#### WHAT YOU ARE ASKED TO DO:
A stretch of the entries below is to be set down exactly, running from the line with "hazy sky in this photo." through the line with "rooftop in this photo.", both included, and no other line.

PROVIDED INFORMATION below:

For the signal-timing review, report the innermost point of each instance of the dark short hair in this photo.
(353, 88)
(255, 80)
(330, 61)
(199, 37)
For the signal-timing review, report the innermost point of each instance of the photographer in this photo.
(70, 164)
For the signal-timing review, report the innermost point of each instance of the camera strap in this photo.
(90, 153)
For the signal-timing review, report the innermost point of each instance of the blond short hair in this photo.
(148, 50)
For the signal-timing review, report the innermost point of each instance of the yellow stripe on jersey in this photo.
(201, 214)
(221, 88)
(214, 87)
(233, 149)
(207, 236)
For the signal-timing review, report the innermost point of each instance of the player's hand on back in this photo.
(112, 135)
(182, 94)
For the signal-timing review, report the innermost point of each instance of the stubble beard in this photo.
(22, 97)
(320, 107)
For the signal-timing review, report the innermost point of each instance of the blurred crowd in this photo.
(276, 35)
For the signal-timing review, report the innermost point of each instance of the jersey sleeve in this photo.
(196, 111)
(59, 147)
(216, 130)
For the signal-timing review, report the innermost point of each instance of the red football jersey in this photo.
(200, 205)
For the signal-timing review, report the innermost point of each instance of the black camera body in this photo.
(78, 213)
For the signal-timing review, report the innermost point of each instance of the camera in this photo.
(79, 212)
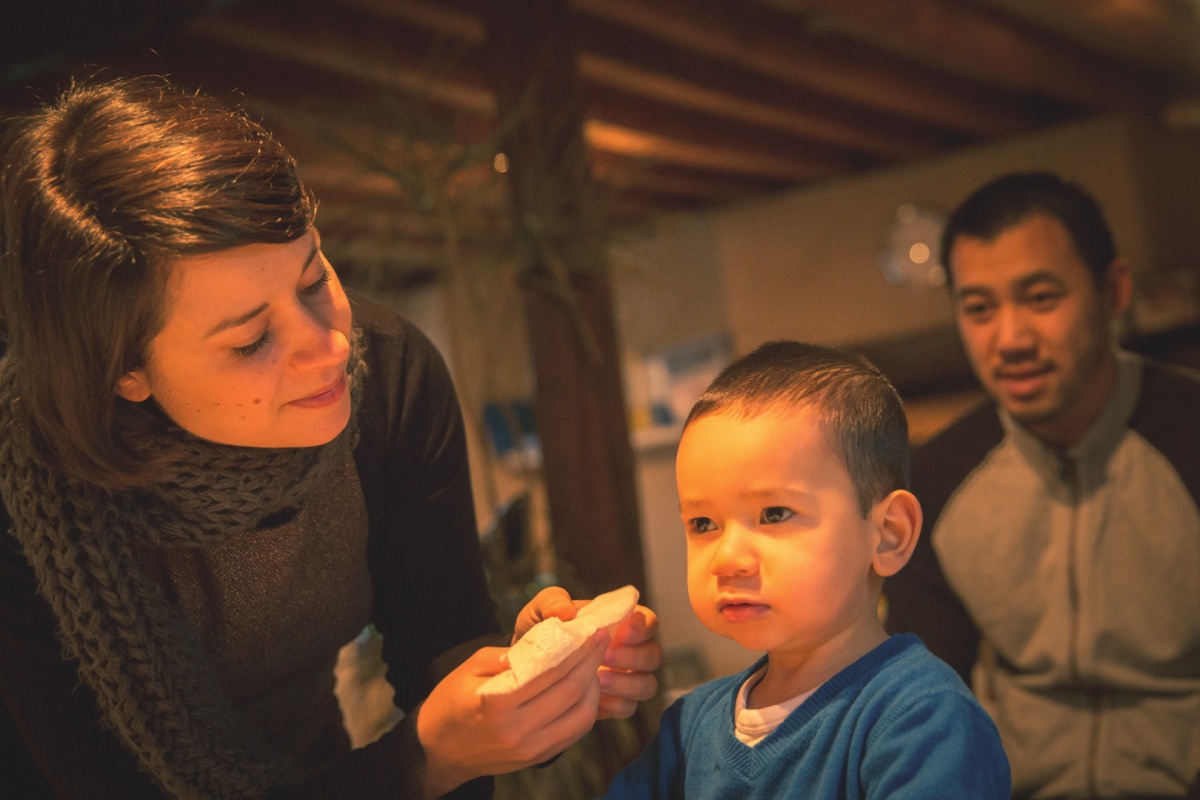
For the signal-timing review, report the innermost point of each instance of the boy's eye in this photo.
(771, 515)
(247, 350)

End of PROVIDED INFORMATION.
PROVIDED INFORMATION below:

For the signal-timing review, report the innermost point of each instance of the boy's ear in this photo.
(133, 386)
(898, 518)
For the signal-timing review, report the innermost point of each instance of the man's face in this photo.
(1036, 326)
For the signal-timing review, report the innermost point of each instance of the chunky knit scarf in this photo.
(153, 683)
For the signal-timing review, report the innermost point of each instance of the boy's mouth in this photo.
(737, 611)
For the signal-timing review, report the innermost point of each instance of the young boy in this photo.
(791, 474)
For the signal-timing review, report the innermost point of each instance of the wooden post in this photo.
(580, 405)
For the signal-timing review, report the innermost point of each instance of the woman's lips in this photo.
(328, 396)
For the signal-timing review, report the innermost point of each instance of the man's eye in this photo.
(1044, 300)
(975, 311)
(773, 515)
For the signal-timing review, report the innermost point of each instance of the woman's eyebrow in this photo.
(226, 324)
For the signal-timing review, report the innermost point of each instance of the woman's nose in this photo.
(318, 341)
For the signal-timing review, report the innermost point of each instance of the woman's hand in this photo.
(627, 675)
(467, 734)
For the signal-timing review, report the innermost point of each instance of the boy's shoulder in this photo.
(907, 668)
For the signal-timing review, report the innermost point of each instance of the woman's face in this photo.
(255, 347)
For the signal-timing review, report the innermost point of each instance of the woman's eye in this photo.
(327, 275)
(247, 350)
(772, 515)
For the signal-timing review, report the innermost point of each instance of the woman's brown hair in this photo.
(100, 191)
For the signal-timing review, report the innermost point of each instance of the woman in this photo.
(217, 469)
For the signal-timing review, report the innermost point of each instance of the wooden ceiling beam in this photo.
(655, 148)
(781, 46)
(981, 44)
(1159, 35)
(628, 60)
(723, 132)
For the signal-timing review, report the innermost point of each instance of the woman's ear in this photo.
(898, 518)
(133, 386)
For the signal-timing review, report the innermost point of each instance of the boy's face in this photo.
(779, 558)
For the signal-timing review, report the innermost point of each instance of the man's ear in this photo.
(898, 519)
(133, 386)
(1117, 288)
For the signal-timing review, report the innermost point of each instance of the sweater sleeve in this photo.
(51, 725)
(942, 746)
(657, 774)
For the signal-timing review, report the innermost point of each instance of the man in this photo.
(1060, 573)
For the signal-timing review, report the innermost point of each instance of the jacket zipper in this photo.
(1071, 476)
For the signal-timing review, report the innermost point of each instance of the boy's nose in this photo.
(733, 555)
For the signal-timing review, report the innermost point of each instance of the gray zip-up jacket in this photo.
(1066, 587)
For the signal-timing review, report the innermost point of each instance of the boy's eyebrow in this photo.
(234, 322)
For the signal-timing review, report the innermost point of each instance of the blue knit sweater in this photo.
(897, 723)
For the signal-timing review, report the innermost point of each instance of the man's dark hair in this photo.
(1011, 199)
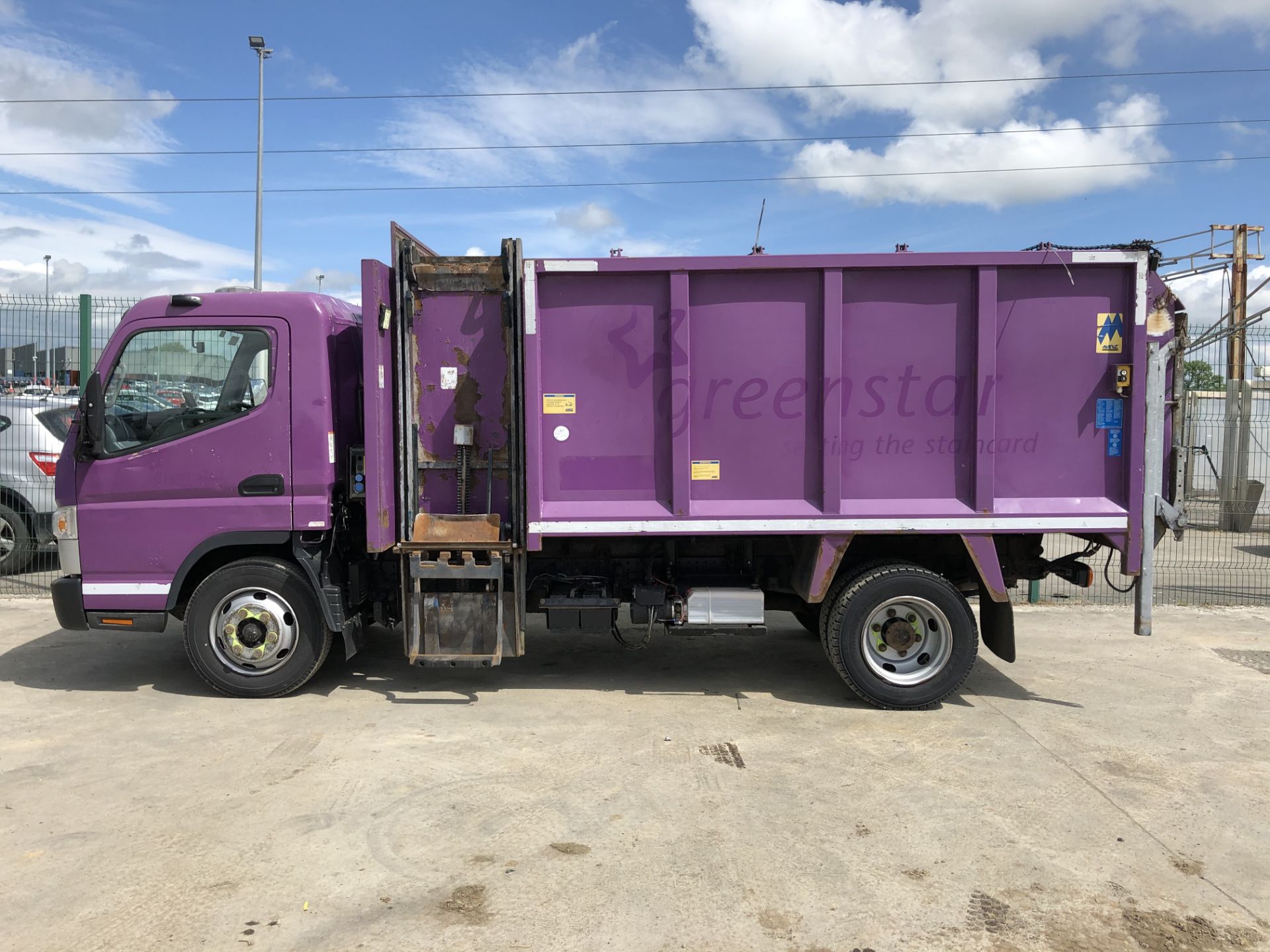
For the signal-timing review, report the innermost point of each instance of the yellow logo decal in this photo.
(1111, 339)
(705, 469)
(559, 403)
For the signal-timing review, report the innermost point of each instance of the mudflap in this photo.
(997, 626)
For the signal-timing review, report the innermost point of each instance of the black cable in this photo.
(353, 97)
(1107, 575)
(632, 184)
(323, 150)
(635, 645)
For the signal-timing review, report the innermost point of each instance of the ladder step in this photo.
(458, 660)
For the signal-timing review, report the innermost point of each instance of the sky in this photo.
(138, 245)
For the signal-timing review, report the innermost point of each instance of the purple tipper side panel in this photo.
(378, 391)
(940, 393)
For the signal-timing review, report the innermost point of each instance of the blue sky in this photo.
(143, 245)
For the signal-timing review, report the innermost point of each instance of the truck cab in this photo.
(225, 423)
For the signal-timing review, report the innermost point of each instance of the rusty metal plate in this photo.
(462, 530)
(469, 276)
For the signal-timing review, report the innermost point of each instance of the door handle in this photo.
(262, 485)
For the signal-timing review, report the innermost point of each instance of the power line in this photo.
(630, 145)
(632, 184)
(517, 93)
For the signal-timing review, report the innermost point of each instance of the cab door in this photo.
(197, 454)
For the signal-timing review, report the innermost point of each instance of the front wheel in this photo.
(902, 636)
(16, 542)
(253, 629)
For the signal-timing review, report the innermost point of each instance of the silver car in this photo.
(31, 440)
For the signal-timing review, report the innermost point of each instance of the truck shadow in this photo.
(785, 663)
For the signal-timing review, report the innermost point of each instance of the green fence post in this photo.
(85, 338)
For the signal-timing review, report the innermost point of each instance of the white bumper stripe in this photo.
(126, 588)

End of PROVIDED INFORMATION.
PROVIDED INFORMATION below:

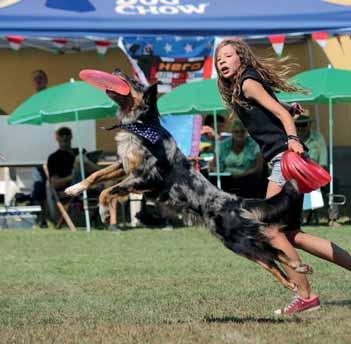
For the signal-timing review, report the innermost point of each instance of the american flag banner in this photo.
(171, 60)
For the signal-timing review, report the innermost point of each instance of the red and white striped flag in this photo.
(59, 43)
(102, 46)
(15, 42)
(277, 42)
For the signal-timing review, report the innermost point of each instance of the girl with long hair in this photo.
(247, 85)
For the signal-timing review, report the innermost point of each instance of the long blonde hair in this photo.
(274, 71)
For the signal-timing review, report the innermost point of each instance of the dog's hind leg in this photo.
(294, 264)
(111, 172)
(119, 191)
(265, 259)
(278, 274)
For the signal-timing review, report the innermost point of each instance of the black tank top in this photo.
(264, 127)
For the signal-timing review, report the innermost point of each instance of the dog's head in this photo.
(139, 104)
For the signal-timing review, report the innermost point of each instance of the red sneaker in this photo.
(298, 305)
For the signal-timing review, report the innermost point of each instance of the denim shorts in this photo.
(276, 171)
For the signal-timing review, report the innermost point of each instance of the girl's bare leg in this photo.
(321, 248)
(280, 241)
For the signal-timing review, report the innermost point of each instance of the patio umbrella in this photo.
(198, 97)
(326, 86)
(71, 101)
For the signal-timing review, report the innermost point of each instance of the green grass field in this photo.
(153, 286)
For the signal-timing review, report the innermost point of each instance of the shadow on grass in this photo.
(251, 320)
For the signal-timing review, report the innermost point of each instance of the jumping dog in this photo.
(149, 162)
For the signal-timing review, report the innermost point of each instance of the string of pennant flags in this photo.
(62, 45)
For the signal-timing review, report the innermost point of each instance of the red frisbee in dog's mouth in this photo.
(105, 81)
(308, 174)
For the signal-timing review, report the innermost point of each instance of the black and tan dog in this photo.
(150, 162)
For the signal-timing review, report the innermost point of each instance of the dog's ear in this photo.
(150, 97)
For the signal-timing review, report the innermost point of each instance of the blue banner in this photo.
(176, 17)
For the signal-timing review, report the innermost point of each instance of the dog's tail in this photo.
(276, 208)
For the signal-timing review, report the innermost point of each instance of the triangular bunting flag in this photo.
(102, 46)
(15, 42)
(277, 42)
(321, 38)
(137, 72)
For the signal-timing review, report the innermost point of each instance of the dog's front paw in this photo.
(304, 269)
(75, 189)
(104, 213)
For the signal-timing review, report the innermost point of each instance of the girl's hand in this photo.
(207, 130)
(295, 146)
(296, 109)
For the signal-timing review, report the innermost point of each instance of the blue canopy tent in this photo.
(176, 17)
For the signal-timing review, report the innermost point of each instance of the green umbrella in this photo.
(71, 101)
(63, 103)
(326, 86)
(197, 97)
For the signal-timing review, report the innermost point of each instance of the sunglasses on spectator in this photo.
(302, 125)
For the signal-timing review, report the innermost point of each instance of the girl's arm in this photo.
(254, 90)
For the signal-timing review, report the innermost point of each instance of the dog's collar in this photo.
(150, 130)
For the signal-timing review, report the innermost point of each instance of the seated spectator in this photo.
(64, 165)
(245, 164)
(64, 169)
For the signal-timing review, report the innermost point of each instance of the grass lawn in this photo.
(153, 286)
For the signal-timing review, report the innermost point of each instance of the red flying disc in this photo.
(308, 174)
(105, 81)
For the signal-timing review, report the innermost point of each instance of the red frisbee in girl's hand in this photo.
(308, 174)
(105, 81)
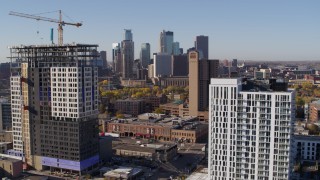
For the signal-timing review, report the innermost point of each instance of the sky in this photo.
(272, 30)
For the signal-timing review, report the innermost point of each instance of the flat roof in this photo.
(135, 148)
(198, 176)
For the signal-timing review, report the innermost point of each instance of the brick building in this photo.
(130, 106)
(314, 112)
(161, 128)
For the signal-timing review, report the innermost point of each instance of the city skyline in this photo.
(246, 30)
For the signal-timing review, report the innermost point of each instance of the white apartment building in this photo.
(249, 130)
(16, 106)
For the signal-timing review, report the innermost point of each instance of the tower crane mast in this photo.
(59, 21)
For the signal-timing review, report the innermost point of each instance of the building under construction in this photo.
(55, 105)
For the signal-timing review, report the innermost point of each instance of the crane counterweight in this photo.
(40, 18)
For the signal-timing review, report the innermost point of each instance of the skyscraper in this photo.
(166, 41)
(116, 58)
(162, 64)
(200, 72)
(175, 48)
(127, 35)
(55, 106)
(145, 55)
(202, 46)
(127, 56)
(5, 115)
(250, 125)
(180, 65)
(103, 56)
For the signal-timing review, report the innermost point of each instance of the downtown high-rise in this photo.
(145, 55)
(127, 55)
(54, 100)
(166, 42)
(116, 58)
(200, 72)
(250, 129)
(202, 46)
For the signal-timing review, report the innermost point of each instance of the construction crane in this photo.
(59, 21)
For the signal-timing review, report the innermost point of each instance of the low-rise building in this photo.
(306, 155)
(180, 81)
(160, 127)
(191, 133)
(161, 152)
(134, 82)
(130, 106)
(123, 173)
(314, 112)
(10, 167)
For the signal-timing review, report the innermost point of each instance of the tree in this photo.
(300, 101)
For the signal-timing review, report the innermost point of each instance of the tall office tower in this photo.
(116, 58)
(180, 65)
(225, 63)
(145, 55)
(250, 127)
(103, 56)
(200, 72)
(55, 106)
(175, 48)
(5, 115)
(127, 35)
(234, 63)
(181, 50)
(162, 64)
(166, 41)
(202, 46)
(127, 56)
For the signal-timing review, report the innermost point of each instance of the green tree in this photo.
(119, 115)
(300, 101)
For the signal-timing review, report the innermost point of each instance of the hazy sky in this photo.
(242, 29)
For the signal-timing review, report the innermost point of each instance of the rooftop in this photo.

End of PROVIDED INFORMATION.

#### RESPONSE:
For the signal-timing review, report the innermost point of each instance of the hazy sky in this photo.
(242, 29)
For the signal-timing review, report the innermost point of each instance of the rooftop in this photo.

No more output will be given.